■ 本文:
___
ビルクル・ティーケ!

~パキスタン見聞想録~

いざウズベク!

2006-08-10 23:34:42 | 旅先・出張先
仕事をバタバタと片付けて、仕事の合間に実家の母から頼まれた用事を片して
今日はどんなに遅くとも夕方18時には職場を後にしなければなりません。

なぜって?これからラホールに飛ばねばならないのです。
そう!ウズベキスタンに行くためです!

パキスタンとウズベキスタンは、ラホール~タシケント間にダイレクト便が
就航していますが、bilkulが住んでいるのはイスラマバード。
イスラマバードからラホールまでは陸路で4時間半。空路で1時間弱。
時間と労力を考えればここは当然空路です。

しかし、先月の国内線墜落事故のあおりを受け、イスラマバード~ラホール間のフライトが減少。
おまけにラホール~タシケント間も突然のフライト時刻変更で金曜日は深夜便に。
金曜日の深夜便に乗るためには、今夜中にラホールに移動せねばなりません。
何が哀しうて、旅程の前後1日をパキスタン国内の移動に費やさにゃならんのだ(泣)

20時のフライトに乗るためには、19時にはチェックインしたいところ。
んがっ!退社した時点で18時20分。自宅に戻ったのが18時35分。
着替えてから最後におみやげを詰め込んだらもう19時!

ようやく準備ができ、ズルちゃん!と呼ぶとなんとこの緊急時に体調不良!
結局大家パパが空港まで送ってくれることに。
この時点で、旅の同行者Aさんが退社できたのか確認できておらず。
このところの大雨で各地で洪水が起きており、その緊急支援対応に追われていたのです。
果たしてAさんは無事に退社できたのか???

Bilkulは大家パパのお陰で19時半に空港に着いて無事チェックイン。
なかなか退社できなそうだったAさんとも機内で合流。よかったよ出発できて。

次のフライトまで時間がたっぷりあるので、ラホール市内まで繰り出して夕飯。
17世紀後半、ムガル帝国最盛期の第6代皇帝アウラングゼーブが建設したという
バードシャーヒー・モスクを望めるレストランでお食事。これが、ナイス
昼間に見ると正直なんだかパッとしないバードシャーヒーですが、これは是非
夜間ライトアップしてるところをご覧下さい。なかなか幻想的で素敵でした。

食事を済ませ、また空港へと戻ります。夜中の2時25分までひたすら待つのみ。
待合ロビーにある"Duty Free Shop"を冷やかしながら時間をつぶします。
___
■ 抽出データ:

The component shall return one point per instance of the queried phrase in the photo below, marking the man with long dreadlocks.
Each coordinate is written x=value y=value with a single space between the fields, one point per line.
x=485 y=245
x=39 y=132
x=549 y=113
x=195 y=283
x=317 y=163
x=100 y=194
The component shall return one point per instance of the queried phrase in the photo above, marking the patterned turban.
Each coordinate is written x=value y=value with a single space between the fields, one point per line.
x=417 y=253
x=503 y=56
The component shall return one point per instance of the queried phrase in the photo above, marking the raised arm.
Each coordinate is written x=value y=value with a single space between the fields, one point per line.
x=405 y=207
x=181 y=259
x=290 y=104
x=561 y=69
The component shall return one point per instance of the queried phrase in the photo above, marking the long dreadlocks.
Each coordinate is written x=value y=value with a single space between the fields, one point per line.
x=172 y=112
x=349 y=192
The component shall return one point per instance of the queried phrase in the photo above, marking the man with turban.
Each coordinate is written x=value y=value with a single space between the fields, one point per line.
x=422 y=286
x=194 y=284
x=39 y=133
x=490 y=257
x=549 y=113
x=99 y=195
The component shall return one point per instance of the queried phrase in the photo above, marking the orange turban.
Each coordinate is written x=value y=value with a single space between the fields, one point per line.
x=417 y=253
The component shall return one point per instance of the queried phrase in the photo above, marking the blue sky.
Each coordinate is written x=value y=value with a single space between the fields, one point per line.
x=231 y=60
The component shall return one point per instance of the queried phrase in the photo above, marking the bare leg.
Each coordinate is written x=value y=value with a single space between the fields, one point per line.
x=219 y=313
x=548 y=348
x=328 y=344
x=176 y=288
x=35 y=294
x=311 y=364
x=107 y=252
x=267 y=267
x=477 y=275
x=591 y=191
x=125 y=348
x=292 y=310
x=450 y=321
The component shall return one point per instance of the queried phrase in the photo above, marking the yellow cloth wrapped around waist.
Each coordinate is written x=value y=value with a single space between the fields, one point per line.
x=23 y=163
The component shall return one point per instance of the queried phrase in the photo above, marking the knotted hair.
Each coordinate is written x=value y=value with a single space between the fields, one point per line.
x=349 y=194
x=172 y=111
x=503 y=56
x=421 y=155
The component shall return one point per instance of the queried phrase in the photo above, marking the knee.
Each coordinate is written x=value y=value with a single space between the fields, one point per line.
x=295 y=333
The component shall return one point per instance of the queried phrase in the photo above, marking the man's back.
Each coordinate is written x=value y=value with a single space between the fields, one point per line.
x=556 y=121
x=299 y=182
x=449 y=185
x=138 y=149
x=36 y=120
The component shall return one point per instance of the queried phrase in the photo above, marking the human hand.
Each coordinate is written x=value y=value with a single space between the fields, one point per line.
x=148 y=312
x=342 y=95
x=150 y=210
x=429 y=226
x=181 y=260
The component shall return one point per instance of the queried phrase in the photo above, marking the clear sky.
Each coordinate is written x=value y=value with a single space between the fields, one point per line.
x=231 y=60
___
■ 取り組む課題:
1: 本文の内容を2文でまとめよ。
2: 本文によると、イスラマバードからラホールまでは陸路でどれくらいかかるか。
データは本文とは関係がない。

■ 解答一覧:
1: 筆者はウズベキスタンへ行くため、ラホール~タシケント間の金曜深夜便に乗ろうと、仕事を終えたその夜にイスラマバードからラホールへ飛び、同行者のAさんとも機内で合流した。ラホールではバードシャーヒー・モスクを望むレストランで夕食をとり、その後は空港で夜中の2時25分まで待った。

2: 4時間半。